> [Page text]

Friday, February 20, 2015

Eternal Security, Security of the Believer, OSAS, and Hebrews 10:26-33

26For if we sin wilfully after that we have received the knowledge of the truth, there remaineth no more sacrifice for sins, 
29Of how much sorer punishment, suppose ye, shall he be thought worthy, who hath trodden [trampled] under foot the Son of God, and hath counted the blood of the covenant, wherewith he was sanctified, an unholy thing, and hath done despite unto the Spirit of grace?  

People often refer to the above as an example of a Christian losing their salvation.  The thought is that if a Christian sins “willfully” after having received “the knowledge of the truth,” then “there remaineth no more sacrifice for sins.”  And because “there remaineth no more sacrifice for sins,” then they’ve lost their salvation.  In other terms, Jesus has once gone to the cross and died to pay for our sins, so he’ll not do it again – as it would be impossible, anyway.  So for someone to accept his grace and then despise it by committing a willful sin, it can only mean that they’ve lost their salvation because Jesus can’t die for their sins again.  Others add that any Christian that dies with unrepented or un-confessed sin will suffer the same fate, or that those who’ve consciously rejected Jesus and returned to their life of sin have also lost it – and all this would seem justified by the use of the word “we” in v. 26 where the writer of Hebrews has identified himself as being one in the same (a Christian) with his reading audience.  But let’s have a closer look.   

26For if we sin wilfully after that we have received the knowledge of the truth, there remaineth no more sacrifice for sins, 27But a certain fearful looking for of judgment and fiery indignation, which shall devour the adversaries. 
The initial mistake in trying to understand this passage is reading into it a meaning that isn’t supported by the rest of the text.  The assumption here is that having received “the knowledge of the truth” is the same as having repented of one’s sins.  These are not the same.  People who’ve “received the knowledge of the truth” are those who’ve heard and perceived the gospel but then made a conscience decision to reject it.  So as a result, they’ve condemned themselves to an eternity in Hell and the Lake of Fire.  So when Scripture says that “there remaineth no more sacrifice for sins,” what it means is that there’s no other plans of salvation available to them because Jesus is the only way (Jn. 14:6).

> [Work to do]
A. In the Hebrews 10 post, what is the initial mistake in trying to understand the passage?
B. Please reproduce the Hebrews 10 post from "Eternal Security, Security" to "Spirit of grace?".

> [Dataset entries]

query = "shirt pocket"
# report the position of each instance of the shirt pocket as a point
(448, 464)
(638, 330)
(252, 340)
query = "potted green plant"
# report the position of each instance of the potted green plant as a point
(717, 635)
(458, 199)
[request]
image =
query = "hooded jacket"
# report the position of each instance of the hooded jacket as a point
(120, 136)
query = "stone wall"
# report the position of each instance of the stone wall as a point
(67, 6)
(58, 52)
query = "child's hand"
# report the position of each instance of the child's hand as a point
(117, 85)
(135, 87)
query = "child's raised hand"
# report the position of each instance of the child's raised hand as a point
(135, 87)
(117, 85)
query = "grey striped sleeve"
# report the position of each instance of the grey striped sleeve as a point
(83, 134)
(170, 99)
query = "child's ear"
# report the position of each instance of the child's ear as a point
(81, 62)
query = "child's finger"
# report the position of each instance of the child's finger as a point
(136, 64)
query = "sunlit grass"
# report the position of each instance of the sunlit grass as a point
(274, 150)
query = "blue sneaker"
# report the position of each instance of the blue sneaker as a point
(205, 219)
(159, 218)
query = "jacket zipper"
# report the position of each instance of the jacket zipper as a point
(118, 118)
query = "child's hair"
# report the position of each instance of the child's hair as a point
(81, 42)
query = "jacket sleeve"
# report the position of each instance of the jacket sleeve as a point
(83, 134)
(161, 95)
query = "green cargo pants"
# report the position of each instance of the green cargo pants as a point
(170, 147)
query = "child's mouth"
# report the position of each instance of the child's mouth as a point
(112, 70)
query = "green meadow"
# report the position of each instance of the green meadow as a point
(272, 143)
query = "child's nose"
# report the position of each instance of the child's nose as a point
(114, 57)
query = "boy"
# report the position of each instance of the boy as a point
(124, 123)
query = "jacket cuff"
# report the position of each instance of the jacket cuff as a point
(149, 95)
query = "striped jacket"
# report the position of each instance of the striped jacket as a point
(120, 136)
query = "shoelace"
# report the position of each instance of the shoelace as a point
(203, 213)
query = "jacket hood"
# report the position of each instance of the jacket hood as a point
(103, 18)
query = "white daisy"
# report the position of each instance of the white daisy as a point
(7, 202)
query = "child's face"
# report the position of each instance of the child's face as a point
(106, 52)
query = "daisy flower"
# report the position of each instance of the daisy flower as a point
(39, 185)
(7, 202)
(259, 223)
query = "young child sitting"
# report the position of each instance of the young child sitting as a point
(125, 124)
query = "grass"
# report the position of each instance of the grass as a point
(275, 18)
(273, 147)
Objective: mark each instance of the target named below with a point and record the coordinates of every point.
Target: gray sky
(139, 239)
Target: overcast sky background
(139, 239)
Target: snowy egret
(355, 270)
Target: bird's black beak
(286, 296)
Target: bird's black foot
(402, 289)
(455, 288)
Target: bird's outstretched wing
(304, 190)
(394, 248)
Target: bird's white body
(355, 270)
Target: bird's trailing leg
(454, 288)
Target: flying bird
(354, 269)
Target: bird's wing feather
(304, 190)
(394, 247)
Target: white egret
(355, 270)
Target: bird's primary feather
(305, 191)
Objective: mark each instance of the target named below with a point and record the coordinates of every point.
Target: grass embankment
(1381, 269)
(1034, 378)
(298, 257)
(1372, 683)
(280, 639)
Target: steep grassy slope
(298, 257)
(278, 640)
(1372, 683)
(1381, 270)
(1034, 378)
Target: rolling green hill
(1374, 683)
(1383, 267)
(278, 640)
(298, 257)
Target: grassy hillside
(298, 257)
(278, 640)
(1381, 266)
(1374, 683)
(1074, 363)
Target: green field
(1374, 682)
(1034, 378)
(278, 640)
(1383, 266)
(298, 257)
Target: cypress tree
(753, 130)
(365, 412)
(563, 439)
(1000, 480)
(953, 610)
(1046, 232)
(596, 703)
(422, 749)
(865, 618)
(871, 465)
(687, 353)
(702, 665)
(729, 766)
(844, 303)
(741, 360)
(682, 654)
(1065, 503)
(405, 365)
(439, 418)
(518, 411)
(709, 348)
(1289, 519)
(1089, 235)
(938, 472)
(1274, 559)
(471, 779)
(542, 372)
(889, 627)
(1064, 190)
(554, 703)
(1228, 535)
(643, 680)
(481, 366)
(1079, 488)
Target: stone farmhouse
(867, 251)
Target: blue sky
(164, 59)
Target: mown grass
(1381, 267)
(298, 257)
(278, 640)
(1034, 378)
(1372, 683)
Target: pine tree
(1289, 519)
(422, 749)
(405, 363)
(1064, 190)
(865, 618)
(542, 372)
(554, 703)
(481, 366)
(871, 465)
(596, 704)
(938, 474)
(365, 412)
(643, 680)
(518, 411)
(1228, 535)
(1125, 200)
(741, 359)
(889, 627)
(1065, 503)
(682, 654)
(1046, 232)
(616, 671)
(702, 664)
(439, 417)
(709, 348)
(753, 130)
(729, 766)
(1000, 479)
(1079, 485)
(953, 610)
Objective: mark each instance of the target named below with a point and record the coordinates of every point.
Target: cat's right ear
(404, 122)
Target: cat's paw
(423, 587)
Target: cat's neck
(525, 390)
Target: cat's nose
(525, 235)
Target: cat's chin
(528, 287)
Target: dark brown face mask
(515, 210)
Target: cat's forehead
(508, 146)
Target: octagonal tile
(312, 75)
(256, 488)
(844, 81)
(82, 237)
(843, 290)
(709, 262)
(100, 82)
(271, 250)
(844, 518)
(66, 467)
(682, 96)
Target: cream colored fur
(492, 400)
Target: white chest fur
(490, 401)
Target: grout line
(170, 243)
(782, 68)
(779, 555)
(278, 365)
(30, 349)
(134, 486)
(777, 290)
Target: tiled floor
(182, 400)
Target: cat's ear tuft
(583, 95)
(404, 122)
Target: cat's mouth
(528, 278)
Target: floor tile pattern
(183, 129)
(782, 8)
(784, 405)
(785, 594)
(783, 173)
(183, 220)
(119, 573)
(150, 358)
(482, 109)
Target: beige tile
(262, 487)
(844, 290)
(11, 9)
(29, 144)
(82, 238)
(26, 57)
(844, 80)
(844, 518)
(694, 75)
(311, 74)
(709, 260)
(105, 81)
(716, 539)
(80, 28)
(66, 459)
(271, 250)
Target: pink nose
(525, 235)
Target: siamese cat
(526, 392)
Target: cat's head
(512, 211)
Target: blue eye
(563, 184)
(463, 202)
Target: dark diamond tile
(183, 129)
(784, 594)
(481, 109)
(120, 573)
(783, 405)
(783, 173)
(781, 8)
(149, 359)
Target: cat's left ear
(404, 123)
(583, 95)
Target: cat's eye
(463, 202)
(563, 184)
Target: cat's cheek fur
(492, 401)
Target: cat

> [In response]
A. Reading into it a meaning that isn't supported by the rest of the text.

B.
Eternal Security, Security of the Believer, OSAS, and Hebrews 10:26-33

26For if we sin wilfully after that we have received the knowledge of the truth, there remaineth no more sacrifice for sins, 
29Of how much sorer punishment, suppose ye, shall he be thought worthy, who hath trodden [trampled] under foot the Son of God, and hath counted the blood of the covenant, wherewith he was sanctified, an unholy thing, and hath done despite unto the Spirit of grace?